Exercise prompt
Read the records and write them out again exactly.

Dataset records
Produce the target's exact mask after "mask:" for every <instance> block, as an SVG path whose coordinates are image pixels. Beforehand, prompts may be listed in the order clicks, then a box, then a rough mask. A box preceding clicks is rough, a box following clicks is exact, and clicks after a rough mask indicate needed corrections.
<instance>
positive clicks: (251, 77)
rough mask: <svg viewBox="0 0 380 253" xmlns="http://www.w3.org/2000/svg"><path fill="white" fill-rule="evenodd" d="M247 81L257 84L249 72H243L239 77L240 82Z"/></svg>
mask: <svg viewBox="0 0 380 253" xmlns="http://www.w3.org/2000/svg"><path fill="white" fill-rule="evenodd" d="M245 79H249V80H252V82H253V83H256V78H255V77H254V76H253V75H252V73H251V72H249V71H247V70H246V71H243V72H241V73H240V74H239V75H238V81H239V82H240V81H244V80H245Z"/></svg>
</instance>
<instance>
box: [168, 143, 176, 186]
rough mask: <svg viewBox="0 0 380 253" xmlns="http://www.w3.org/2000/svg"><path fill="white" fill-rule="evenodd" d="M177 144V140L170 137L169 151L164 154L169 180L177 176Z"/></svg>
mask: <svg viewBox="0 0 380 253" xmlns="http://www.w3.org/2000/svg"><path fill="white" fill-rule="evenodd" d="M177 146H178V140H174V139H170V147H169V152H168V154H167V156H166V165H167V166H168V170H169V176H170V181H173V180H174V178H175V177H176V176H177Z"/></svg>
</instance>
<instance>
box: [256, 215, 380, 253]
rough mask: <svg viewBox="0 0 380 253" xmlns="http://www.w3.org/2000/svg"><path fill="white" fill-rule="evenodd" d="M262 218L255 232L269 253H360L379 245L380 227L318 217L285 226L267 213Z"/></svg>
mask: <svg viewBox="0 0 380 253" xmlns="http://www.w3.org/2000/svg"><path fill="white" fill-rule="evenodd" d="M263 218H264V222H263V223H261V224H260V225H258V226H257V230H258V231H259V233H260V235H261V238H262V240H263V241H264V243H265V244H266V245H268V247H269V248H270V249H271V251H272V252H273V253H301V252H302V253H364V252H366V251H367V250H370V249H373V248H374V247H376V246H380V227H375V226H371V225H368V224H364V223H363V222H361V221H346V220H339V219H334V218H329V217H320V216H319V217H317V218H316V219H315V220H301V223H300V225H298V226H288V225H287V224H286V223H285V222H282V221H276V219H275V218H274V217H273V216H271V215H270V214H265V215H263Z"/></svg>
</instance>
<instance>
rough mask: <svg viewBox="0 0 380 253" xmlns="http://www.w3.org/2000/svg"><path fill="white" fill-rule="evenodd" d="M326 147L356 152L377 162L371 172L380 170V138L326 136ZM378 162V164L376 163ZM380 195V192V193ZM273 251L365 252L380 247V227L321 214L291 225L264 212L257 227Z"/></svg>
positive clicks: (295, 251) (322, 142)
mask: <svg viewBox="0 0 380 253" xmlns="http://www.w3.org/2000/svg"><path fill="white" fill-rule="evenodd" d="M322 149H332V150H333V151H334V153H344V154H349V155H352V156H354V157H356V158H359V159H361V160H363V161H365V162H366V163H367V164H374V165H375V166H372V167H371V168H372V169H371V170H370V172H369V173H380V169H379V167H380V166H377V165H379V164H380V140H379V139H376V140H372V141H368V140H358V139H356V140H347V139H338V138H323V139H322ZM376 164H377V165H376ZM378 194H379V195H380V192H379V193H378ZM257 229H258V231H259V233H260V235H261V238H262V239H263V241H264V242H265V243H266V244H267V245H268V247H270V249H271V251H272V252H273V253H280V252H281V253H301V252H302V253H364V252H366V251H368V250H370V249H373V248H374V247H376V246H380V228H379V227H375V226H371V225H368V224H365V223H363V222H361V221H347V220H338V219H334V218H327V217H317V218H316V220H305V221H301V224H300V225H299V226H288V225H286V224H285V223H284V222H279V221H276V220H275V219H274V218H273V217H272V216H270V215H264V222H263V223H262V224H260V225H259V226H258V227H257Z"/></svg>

Exercise output
Produce the target's exact mask after "mask:" for every <instance> block, as an SVG path whose coordinates are image pixels. Beforehand, prompts may be listed in the order clicks, then a box, then a rough mask. A box preceding clicks is rough, a box following clicks is exact, and clicks after a rough mask indicate needed corrections.
<instance>
positive clicks: (251, 77)
rough mask: <svg viewBox="0 0 380 253" xmlns="http://www.w3.org/2000/svg"><path fill="white" fill-rule="evenodd" d="M247 81L257 84L249 72H243L239 77L240 82Z"/></svg>
mask: <svg viewBox="0 0 380 253" xmlns="http://www.w3.org/2000/svg"><path fill="white" fill-rule="evenodd" d="M245 79H249V80H252V82H253V83H256V78H255V77H254V76H253V75H252V73H251V72H249V71H247V70H246V71H243V72H241V73H240V74H239V75H238V81H239V82H240V81H244V80H245Z"/></svg>
</instance>
<instance>
box: [168, 143, 176, 186]
rough mask: <svg viewBox="0 0 380 253" xmlns="http://www.w3.org/2000/svg"><path fill="white" fill-rule="evenodd" d="M177 144V140L170 137L169 151L164 154L169 180L177 176Z"/></svg>
mask: <svg viewBox="0 0 380 253" xmlns="http://www.w3.org/2000/svg"><path fill="white" fill-rule="evenodd" d="M177 146H178V140H174V139H170V147H169V152H168V154H167V156H166V165H167V166H168V170H169V176H170V181H173V180H174V178H175V177H176V176H177Z"/></svg>
</instance>
<instance>
box: [256, 215, 380, 253]
rough mask: <svg viewBox="0 0 380 253" xmlns="http://www.w3.org/2000/svg"><path fill="white" fill-rule="evenodd" d="M262 218L255 232L269 253H360L379 245L380 227L318 217L285 226L267 213Z"/></svg>
mask: <svg viewBox="0 0 380 253" xmlns="http://www.w3.org/2000/svg"><path fill="white" fill-rule="evenodd" d="M263 218H264V222H263V223H261V224H260V225H258V226H257V230H258V231H259V233H260V235H261V238H262V240H263V241H264V243H265V244H266V245H268V247H269V248H270V249H271V251H272V252H273V253H301V252H302V253H364V252H366V251H367V250H370V249H373V248H374V247H376V246H380V227H375V226H371V225H368V224H364V223H363V222H361V221H346V220H339V219H334V218H329V217H320V216H319V217H317V218H316V219H315V220H301V223H300V225H298V226H288V225H287V224H286V223H285V222H282V221H276V219H275V218H274V217H273V216H271V215H270V214H265V215H263Z"/></svg>
</instance>
<instance>
rough mask: <svg viewBox="0 0 380 253" xmlns="http://www.w3.org/2000/svg"><path fill="white" fill-rule="evenodd" d="M326 147L356 152L377 162L371 172L380 170V138L326 136ZM378 162V164L376 163ZM380 195V192V193ZM273 251L365 252L380 247V227L321 214L291 225L264 212L257 227Z"/></svg>
positive clicks: (295, 251) (322, 142)
mask: <svg viewBox="0 0 380 253" xmlns="http://www.w3.org/2000/svg"><path fill="white" fill-rule="evenodd" d="M322 149H332V150H333V151H334V153H344V154H349V155H352V156H354V157H356V158H359V159H361V160H363V161H365V162H366V163H367V164H374V165H375V166H372V167H371V168H372V169H371V170H370V172H369V173H380V169H379V167H380V166H377V165H379V164H380V140H379V139H376V140H372V141H368V140H358V139H356V140H347V139H338V138H323V139H322ZM376 164H377V165H376ZM378 194H379V195H380V192H379V193H378ZM257 229H258V231H259V233H260V235H261V238H262V239H263V241H264V242H265V243H266V244H267V245H268V247H270V249H271V251H272V252H273V253H280V252H281V253H301V252H302V253H364V252H366V251H368V250H370V249H373V248H374V247H376V246H380V228H379V227H375V226H371V225H368V224H365V223H363V222H361V221H347V220H338V219H334V218H327V217H317V218H316V220H305V221H301V224H300V225H299V226H288V225H286V224H285V223H284V222H279V221H276V220H275V219H274V218H273V217H272V216H270V215H264V222H263V223H262V224H260V225H259V226H258V227H257Z"/></svg>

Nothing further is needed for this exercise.